> GOAL: Give back all of the records below word for word, leaving out the pictures.

> DATASET RECORDS:
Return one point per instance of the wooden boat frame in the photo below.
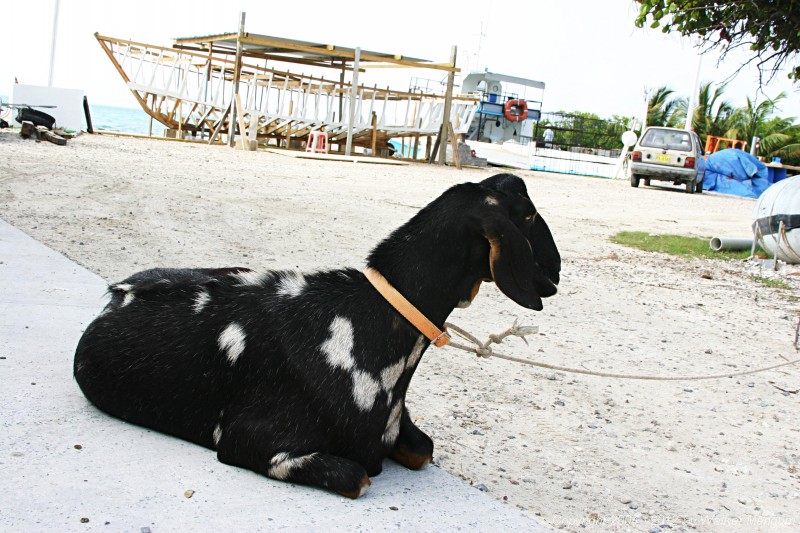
(211, 85)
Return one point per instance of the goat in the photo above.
(300, 377)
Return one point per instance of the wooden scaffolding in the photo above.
(238, 84)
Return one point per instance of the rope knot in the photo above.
(483, 351)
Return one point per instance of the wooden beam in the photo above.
(454, 144)
(219, 124)
(448, 102)
(236, 74)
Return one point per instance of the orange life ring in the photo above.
(516, 110)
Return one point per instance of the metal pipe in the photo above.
(731, 243)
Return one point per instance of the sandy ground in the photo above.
(575, 452)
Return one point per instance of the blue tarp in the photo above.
(734, 171)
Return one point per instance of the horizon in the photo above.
(591, 57)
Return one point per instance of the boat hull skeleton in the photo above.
(191, 92)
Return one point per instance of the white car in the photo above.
(668, 154)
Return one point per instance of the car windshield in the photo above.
(667, 140)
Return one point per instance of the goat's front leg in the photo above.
(253, 444)
(413, 448)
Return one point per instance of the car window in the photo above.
(667, 140)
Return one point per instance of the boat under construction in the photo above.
(239, 84)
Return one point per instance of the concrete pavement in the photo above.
(65, 466)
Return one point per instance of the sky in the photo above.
(588, 52)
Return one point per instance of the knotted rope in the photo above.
(484, 349)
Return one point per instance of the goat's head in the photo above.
(487, 231)
(523, 259)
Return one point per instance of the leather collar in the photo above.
(438, 337)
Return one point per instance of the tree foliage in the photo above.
(769, 28)
(663, 109)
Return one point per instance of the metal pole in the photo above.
(53, 46)
(236, 74)
(353, 95)
(693, 95)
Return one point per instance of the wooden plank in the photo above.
(237, 72)
(448, 100)
(246, 145)
(454, 144)
(219, 124)
(374, 133)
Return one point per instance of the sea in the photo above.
(123, 119)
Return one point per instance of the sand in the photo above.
(575, 452)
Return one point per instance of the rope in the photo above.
(484, 349)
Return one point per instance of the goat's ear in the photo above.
(545, 251)
(512, 263)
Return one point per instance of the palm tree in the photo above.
(779, 136)
(712, 116)
(663, 110)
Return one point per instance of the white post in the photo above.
(53, 46)
(353, 95)
(694, 94)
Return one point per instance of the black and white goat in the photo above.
(300, 377)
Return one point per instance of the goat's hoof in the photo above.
(363, 485)
(411, 460)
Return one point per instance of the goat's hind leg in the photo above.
(413, 448)
(255, 445)
(337, 474)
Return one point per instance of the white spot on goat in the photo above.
(231, 341)
(338, 349)
(200, 300)
(365, 390)
(391, 374)
(129, 297)
(292, 284)
(393, 424)
(282, 464)
(416, 352)
(251, 278)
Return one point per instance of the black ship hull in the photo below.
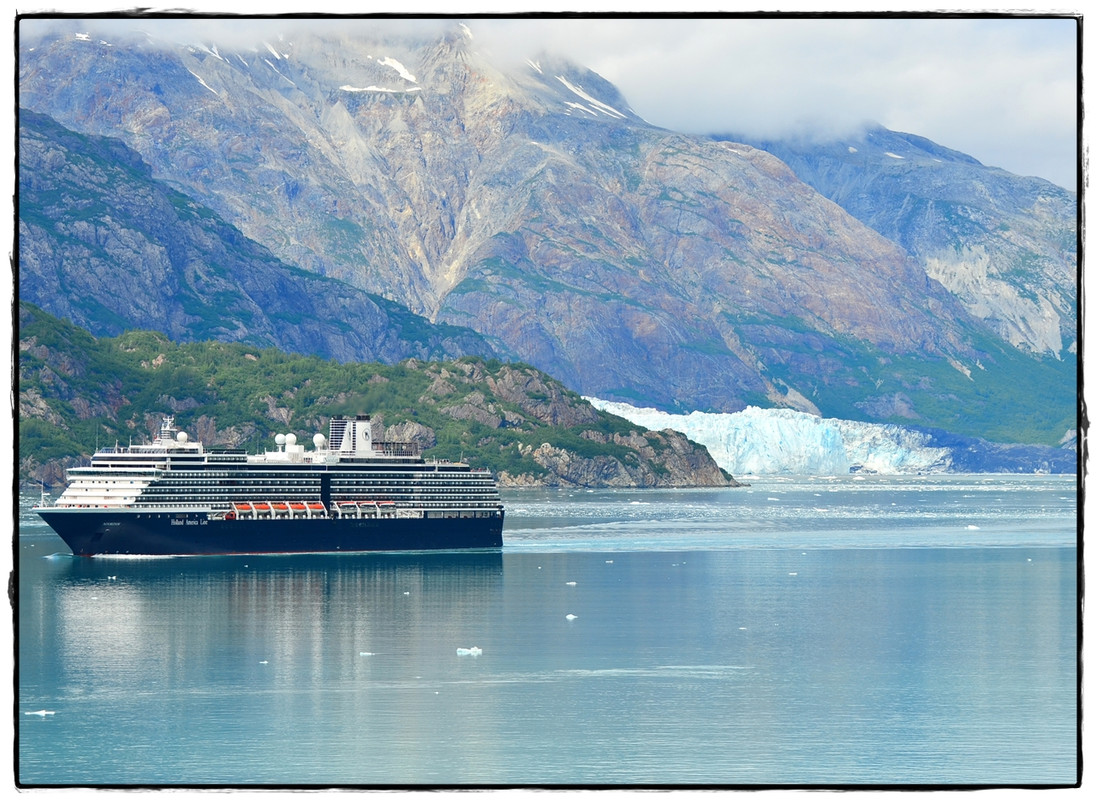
(140, 533)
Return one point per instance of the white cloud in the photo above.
(1002, 90)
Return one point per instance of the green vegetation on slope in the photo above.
(78, 392)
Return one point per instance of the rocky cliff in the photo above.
(1005, 246)
(111, 248)
(529, 204)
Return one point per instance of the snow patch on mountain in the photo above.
(785, 442)
(605, 109)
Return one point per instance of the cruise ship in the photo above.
(349, 493)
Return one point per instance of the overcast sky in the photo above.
(1002, 90)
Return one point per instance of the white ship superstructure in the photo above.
(346, 476)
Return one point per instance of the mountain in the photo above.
(786, 442)
(528, 203)
(1005, 246)
(76, 391)
(111, 248)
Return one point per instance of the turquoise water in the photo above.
(799, 632)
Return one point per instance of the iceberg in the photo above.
(785, 442)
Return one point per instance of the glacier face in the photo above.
(784, 442)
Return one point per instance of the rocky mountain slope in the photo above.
(1005, 246)
(77, 390)
(529, 204)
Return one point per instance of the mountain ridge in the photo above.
(631, 262)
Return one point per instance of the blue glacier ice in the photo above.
(785, 442)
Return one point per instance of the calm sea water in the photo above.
(801, 631)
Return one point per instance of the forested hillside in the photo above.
(77, 392)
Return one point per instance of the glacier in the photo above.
(784, 442)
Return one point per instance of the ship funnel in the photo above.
(352, 436)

> RESPONSE:
Return one point per instance of the wooden boat frame in the photo below.
(211, 85)
Return one point per instance of the goat in the photo above.
(300, 377)
Return one point per instance of the wooden scaffolding in the photo above.
(238, 84)
Return one point per instance of the rope knot in the photo above.
(483, 351)
Return one point per instance of the wooden beam in the photo above.
(454, 144)
(219, 124)
(448, 102)
(236, 74)
Return one point per instance of the orange life ring in the photo above.
(516, 110)
Return one point per instance of the metal pipe in the photo above.
(731, 243)
Return one point per instance of the sandy ground in the photo above.
(575, 452)
Return one point per instance of the blue tarp in the photo above.
(734, 171)
Return one point per instance of the horizon in the photo above.
(591, 57)
Return one point per instance of the boat hull skeleton in the photo above.
(191, 92)
Return one point per instance of the white car in the photo above.
(668, 154)
Return one point per instance of the car windshield in the photo above.
(667, 140)
Return one point per instance of the goat's front leg in the photo above.
(253, 444)
(413, 448)
Return one point per instance of the car window in the photo above.
(667, 140)
Return one point per instance of the boat under construction in the photo above.
(239, 84)
Return one point per instance of the concrete pavement in the photo above.
(65, 466)
Return one point per instance of the sky in the photo above.
(588, 52)
Return one point per instance of the knotted rope in the photo above.
(484, 349)
Return one point per instance of the goat's head in the photo above.
(487, 231)
(523, 259)
Return one point per instance of the leather collar in the photo above.
(438, 337)
Return one point per instance of the tree foliage in the photo above.
(769, 28)
(663, 109)
Return one point per instance of the metal pole in the photo above.
(53, 46)
(236, 74)
(353, 95)
(693, 95)
Return one point per instance of the wooden plank in the photo above.
(237, 72)
(448, 100)
(246, 145)
(454, 144)
(219, 124)
(374, 133)
Return one point per instance of the sea in the photo above.
(123, 119)
Return one point per instance of the sand in the photo above.
(575, 452)
Return one point per instance of the rope in the photo above.
(484, 349)
Return one point per instance of the goat's ear in the photo above.
(545, 251)
(512, 263)
Return one point per instance of the palm tree in the photo above.
(779, 136)
(712, 116)
(663, 110)
Return one point per instance of the white post in the photo above.
(53, 46)
(353, 95)
(694, 94)
Return one point per instance of the black and white goat in the photo above.
(300, 377)
Return one point per instance of the goat's hoof in the photo above.
(363, 485)
(411, 460)
Return one point per instance of the goat's hind leg in the photo above.
(413, 448)
(255, 445)
(337, 474)
Return one point per instance of the white spot on goat in the photo above.
(231, 341)
(338, 349)
(200, 300)
(365, 390)
(391, 374)
(129, 297)
(292, 284)
(393, 424)
(282, 464)
(416, 352)
(251, 278)
Return one point per instance of the black ship hull in the photo below.
(140, 533)
Return one point per instance of the white cloud in the photo above.
(1002, 90)
Return one point per instance of the green vegetation on slope in the photo above.
(78, 392)
Return one point per instance of the rocky cliff in the photo above.
(1005, 246)
(111, 248)
(529, 204)
Return one point per instance of the snow patch on mountain in the photo above.
(785, 442)
(605, 109)
Return one point per instance of the cruise ship in the photo above.
(349, 493)
Return one point per instance of the overcast sky in the photo above.
(1002, 90)
Return one point per instance of the white ship superstructure in the photo above.
(346, 476)
Return one point per instance of the mountain in the photo above.
(786, 442)
(528, 203)
(1005, 246)
(76, 391)
(111, 248)
Return one point per instance of the turquoise water in the photo above.
(799, 632)
Return one point per instance of the iceberg in the photo above.
(785, 442)
Return one point per instance of the glacier face in the photo above.
(784, 442)
Return one point per instance of the rocky mountain slope in the photo above.
(1005, 246)
(77, 390)
(529, 204)
Return one point per instance of the mountain ridge in the photo above.
(631, 262)
Return one point per instance of the blue glacier ice in the photo above.
(785, 442)
Return one point per instance of the calm sea water in the photo above.
(801, 631)
Return one point per instance of the forested hillside in the photo above.
(77, 392)
Return one point per instance of the glacier in the photo above.
(784, 442)
Return one point per instance of the ship funnel in the photo above.
(352, 436)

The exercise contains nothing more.